#### REQUIRED WORK
Output everything from the start of the listing below down to the line containing "505], [820, 363]]", inclusive, reproducing each line verbatim.

━━━━━ INPUT MATERIAL

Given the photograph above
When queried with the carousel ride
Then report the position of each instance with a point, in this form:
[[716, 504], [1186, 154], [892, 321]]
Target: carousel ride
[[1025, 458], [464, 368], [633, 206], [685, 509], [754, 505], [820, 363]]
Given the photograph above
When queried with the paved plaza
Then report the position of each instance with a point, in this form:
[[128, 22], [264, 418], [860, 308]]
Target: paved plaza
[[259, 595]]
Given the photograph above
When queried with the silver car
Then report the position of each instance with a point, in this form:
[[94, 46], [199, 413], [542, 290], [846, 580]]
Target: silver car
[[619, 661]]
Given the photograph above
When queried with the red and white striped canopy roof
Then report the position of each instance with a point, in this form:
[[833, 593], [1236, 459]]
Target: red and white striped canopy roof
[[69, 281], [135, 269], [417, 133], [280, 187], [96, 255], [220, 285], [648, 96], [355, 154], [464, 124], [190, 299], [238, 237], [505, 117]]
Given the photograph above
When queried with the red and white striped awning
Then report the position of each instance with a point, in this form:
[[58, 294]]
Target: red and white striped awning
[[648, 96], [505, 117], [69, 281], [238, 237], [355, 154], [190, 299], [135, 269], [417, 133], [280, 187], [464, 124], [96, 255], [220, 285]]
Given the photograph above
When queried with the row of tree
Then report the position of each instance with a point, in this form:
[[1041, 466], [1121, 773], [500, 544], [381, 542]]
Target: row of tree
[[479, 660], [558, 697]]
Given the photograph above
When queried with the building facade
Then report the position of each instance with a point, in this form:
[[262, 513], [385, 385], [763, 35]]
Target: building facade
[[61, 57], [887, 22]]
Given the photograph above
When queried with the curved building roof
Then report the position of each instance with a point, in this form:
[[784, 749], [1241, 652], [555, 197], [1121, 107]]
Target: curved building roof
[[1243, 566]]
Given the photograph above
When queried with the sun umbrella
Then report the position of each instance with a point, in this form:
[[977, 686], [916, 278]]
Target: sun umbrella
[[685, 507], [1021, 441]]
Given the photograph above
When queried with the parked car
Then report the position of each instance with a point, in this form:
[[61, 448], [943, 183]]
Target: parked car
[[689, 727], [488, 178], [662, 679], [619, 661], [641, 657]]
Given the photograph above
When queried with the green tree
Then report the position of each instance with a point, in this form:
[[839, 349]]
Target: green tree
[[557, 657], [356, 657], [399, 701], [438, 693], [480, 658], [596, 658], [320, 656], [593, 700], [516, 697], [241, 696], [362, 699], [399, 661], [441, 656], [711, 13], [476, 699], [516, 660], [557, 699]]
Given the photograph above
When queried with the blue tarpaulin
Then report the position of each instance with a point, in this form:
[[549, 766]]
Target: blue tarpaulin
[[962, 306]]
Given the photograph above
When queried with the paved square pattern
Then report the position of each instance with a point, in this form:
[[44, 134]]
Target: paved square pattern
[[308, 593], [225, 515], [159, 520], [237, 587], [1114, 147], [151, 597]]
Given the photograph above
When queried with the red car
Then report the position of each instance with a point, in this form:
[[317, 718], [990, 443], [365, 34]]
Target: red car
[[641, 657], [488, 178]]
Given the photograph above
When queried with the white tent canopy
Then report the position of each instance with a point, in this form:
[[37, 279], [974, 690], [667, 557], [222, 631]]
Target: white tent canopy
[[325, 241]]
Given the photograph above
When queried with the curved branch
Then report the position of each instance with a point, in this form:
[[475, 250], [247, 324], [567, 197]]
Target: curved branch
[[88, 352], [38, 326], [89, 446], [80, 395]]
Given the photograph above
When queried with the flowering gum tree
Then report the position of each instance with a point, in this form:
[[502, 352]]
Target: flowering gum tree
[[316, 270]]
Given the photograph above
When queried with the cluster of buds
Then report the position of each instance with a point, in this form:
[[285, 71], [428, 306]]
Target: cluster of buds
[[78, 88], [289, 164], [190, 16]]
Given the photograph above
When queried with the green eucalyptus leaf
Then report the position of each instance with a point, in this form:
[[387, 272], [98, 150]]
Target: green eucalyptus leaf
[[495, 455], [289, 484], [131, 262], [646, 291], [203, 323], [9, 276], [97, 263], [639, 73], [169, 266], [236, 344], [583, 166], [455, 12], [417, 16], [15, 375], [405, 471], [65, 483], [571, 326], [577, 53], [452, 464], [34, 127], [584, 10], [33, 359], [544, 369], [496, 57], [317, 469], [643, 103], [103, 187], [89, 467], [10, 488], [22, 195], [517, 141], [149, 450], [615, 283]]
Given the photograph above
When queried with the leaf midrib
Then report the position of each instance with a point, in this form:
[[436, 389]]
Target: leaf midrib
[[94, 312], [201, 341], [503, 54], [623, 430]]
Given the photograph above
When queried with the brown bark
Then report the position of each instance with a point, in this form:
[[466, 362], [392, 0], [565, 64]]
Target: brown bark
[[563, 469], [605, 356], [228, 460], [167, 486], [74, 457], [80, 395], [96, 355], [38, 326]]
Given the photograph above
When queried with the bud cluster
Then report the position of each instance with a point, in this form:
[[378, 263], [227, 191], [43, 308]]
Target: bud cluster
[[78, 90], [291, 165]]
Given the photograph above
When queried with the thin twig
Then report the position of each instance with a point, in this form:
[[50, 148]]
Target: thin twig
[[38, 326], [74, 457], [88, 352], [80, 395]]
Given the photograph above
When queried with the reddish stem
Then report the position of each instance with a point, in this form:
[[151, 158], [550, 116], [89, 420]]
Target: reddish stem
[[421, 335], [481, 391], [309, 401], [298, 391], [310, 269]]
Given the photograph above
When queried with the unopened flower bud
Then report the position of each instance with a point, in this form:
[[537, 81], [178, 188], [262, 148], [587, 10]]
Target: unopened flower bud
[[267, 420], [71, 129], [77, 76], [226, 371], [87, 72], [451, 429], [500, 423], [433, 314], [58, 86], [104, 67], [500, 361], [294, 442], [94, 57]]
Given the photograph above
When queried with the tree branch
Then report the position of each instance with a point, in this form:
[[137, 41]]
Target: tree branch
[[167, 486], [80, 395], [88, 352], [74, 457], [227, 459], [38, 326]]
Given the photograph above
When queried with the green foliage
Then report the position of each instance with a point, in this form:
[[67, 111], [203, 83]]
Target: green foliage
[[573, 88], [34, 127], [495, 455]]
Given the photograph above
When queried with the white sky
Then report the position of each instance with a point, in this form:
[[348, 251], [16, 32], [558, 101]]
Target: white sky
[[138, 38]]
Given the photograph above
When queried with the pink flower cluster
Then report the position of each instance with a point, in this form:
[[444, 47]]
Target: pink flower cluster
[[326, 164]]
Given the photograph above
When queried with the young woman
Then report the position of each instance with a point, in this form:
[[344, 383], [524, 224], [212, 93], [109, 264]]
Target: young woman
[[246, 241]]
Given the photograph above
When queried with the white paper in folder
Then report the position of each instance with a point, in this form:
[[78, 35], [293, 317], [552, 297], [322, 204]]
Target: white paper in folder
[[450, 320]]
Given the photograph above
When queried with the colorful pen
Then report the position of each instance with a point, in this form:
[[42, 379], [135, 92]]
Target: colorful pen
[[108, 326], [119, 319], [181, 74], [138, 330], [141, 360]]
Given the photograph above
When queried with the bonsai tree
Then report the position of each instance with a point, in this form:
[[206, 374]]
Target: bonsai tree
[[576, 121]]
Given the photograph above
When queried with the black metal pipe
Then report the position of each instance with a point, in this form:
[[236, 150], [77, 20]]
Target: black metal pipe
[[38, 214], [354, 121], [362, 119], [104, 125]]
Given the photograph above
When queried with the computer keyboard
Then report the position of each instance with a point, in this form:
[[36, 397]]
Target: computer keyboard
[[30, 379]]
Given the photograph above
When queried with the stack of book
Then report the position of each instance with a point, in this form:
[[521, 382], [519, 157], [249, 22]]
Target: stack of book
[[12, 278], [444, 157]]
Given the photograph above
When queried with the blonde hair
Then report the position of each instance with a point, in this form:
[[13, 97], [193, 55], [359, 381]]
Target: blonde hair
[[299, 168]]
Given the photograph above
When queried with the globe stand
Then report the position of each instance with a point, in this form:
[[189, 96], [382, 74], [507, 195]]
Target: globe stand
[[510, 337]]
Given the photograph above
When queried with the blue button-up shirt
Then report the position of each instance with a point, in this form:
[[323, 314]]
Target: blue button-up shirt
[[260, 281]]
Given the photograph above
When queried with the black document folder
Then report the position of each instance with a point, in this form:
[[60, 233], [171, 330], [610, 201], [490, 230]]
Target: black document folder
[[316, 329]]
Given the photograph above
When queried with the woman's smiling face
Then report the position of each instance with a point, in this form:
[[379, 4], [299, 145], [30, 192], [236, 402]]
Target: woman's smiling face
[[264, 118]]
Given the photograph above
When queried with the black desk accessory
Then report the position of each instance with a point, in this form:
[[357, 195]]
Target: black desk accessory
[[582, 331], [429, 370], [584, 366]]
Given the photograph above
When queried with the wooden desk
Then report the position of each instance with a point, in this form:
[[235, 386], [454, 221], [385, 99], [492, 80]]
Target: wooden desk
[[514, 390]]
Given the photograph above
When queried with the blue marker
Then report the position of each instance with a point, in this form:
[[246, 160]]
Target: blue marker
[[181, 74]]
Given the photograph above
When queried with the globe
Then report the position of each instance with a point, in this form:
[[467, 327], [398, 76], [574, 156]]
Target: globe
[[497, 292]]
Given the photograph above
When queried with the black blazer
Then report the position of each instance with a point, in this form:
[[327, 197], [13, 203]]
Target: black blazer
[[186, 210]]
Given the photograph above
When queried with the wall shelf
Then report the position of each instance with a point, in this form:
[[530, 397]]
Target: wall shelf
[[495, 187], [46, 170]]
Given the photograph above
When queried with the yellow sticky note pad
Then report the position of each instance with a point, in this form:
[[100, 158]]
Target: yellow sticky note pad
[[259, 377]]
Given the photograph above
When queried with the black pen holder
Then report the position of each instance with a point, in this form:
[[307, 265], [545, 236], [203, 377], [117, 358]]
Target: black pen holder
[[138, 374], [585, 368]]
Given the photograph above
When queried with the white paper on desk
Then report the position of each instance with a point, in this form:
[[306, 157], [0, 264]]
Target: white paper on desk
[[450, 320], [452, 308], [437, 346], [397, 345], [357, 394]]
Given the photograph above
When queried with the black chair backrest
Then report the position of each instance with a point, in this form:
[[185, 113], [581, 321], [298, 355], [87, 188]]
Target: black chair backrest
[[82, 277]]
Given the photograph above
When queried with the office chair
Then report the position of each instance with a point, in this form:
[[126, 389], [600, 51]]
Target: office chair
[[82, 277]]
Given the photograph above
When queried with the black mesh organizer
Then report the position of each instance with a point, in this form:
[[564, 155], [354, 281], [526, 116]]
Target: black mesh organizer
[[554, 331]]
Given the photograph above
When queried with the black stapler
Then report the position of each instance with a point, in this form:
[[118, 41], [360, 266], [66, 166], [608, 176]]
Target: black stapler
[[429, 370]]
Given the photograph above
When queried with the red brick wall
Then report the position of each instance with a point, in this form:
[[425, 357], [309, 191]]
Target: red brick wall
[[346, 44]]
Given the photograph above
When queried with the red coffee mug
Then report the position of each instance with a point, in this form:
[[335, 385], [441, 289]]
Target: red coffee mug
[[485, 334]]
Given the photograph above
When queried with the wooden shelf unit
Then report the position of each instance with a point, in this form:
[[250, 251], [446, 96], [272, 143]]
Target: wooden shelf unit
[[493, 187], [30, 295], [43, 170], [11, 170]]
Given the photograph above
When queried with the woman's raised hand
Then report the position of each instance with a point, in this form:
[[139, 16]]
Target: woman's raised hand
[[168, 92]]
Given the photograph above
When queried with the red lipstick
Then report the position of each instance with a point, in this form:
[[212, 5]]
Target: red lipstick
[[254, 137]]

━━━━━━━━━━

#### RESULT
Given the photograph above
When queried with the carousel ride
Then report the position of each instance with a point, in this form:
[[716, 504], [1186, 154], [892, 321]]
Target: carousel ride
[[1025, 458], [464, 368], [633, 206], [685, 509], [754, 505], [820, 363]]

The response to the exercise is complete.